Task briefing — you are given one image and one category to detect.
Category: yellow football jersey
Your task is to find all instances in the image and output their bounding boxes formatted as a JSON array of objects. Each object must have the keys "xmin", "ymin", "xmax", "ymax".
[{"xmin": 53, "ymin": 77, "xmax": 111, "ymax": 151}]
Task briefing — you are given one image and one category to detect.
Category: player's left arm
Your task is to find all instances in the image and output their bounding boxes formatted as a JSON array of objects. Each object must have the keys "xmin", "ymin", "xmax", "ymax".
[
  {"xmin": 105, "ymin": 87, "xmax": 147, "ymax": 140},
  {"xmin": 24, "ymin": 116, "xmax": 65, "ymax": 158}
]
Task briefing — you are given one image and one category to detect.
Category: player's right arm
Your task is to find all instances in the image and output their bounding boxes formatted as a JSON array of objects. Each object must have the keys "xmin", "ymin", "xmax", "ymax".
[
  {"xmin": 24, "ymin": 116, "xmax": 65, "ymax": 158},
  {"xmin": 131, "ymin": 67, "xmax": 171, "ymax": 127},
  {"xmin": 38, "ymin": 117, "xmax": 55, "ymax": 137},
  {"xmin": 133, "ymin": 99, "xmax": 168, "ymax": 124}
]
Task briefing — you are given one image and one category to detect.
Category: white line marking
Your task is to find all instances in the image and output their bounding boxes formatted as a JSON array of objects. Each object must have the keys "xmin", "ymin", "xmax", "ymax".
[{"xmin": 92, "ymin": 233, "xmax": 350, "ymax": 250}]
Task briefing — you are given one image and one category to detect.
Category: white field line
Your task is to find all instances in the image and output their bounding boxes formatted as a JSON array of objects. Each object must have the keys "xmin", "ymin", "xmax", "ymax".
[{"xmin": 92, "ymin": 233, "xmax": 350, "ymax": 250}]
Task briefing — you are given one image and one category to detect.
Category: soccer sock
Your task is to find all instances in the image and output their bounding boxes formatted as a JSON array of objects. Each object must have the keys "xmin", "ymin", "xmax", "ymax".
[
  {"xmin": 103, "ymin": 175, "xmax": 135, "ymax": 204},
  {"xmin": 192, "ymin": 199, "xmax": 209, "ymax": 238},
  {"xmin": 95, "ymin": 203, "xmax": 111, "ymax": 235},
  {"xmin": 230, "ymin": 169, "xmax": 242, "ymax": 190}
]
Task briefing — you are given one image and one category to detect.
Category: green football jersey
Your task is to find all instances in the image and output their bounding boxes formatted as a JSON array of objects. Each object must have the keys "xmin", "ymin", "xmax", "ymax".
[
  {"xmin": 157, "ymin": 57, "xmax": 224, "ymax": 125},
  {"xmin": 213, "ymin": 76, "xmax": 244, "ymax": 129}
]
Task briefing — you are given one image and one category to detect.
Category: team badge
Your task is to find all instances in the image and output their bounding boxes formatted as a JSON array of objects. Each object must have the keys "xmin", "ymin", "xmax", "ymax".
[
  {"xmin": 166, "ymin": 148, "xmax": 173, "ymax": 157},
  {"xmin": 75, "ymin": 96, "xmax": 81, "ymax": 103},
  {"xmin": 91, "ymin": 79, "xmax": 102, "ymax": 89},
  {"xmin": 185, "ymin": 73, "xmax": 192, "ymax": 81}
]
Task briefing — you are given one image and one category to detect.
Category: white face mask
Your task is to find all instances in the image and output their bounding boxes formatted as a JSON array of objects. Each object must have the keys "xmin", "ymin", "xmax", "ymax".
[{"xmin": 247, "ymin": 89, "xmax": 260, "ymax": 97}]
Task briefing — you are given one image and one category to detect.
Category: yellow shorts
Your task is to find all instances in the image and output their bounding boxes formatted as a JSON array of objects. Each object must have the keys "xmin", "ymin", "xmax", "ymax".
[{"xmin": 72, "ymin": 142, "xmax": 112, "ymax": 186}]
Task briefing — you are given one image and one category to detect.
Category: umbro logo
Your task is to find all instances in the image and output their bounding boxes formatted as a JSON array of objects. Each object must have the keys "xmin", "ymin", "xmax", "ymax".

# [To be done]
Output every line of the material above as a numbered list, leaving out any blank lines.

# [Written response]
1. Task briefing — you are given one image and one category to detect.
2. Category: yellow football jersey
3. Your task is to find all instances in the image and output their bounding boxes formatted as a JSON array of objects. Each object must have the keys "xmin", "ymin", "xmax", "ymax".
4. [{"xmin": 53, "ymin": 77, "xmax": 111, "ymax": 151}]
5. Task briefing — you are given one image and one category to detect.
6. Category: player's left arm
7. Your task is to find all instances in the image and output their bounding boxes formatted as a JSON array of objects. Each object must have the keys "xmin", "ymin", "xmax", "ymax".
8. [
9.   {"xmin": 105, "ymin": 87, "xmax": 147, "ymax": 140},
10.   {"xmin": 24, "ymin": 116, "xmax": 65, "ymax": 158}
11. ]
12. Task briefing — you are given one image and one category to detect.
13. Category: player's right arm
14. Your task is to find all instances in the image and output their bounding boxes formatted as a JSON array of objects. Each object must have the keys "xmin", "ymin", "xmax", "ymax".
15. [
16.   {"xmin": 24, "ymin": 116, "xmax": 65, "ymax": 158},
17.   {"xmin": 131, "ymin": 67, "xmax": 171, "ymax": 127},
18.   {"xmin": 38, "ymin": 117, "xmax": 55, "ymax": 137},
19.   {"xmin": 133, "ymin": 99, "xmax": 168, "ymax": 124}
20. ]
21. Task briefing — you are given one image and one category to detect.
22. Category: white line marking
23. Your task is to find all instances in the image and output their bounding boxes formatted as a JSON array of objects. Each object must have the keys "xmin", "ymin", "xmax", "ymax".
24. [{"xmin": 92, "ymin": 233, "xmax": 350, "ymax": 250}]
25. Task briefing — you are given one image and one category to detect.
26. Category: white field line
27. Your task is to find all instances in the image and output their bounding boxes formatted as a JSON array of objects. Each object must have the keys "xmin", "ymin", "xmax", "ymax".
28. [{"xmin": 92, "ymin": 233, "xmax": 350, "ymax": 250}]
29. Task briefing — you are given one image and one category to detect.
30. Category: soccer sock
31. Your task is to find all instances in the image and output their bounding boxes formatted as a JSON array of objects. Each object must have the keys "xmin", "ymin", "xmax", "ymax".
32. [
33.   {"xmin": 103, "ymin": 175, "xmax": 135, "ymax": 204},
34.   {"xmin": 192, "ymin": 199, "xmax": 209, "ymax": 238},
35.   {"xmin": 95, "ymin": 203, "xmax": 111, "ymax": 235},
36.   {"xmin": 230, "ymin": 169, "xmax": 242, "ymax": 190}
37. ]
38. Task briefing — you are given one image and one category to detect.
39. Category: green football jersey
40. Your task is to find all instances in the image and output their bounding boxes formatted as a JSON array of objects. Each object must have the keys "xmin", "ymin", "xmax", "ymax".
41. [
42.   {"xmin": 157, "ymin": 57, "xmax": 224, "ymax": 125},
43.   {"xmin": 213, "ymin": 76, "xmax": 244, "ymax": 129}
44. ]
45. Task briefing — you are given one image and one category to detect.
46. Category: team badge
47. Your task is to find all instances in the image and output their bounding boxes formatted as a JSON array of objects. Each object must have the keys "xmin", "ymin", "xmax", "ymax".
48. [
49.   {"xmin": 166, "ymin": 148, "xmax": 173, "ymax": 157},
50.   {"xmin": 75, "ymin": 96, "xmax": 81, "ymax": 103},
51.   {"xmin": 91, "ymin": 79, "xmax": 102, "ymax": 89},
52.   {"xmin": 185, "ymin": 73, "xmax": 192, "ymax": 81}
53. ]
54. Task briefing — you are given one image and one category to detect.
55. Category: white face mask
56. Your task is to find all instances in the image and output their bounding boxes formatted as a JSON array of objects. Each object must have the keys "xmin", "ymin", "xmax", "ymax".
57. [{"xmin": 247, "ymin": 89, "xmax": 260, "ymax": 97}]
58. Task briefing — you are given one image and one category to detect.
59. Category: yellow shorts
60. Your task is to find all instances in the image and output their bounding boxes formatted as a JSON array of objects. Each object must have the keys "xmin", "ymin", "xmax", "ymax".
61. [{"xmin": 72, "ymin": 142, "xmax": 112, "ymax": 186}]
62. Task briefing — you are given one image and one category to detect.
63. Category: umbro logo
64. Your task is to find all instances in the image and output their bounding boxes formatted as a JSON array of objects. Each object must have the keys "xmin", "ymin", "xmax", "ymax".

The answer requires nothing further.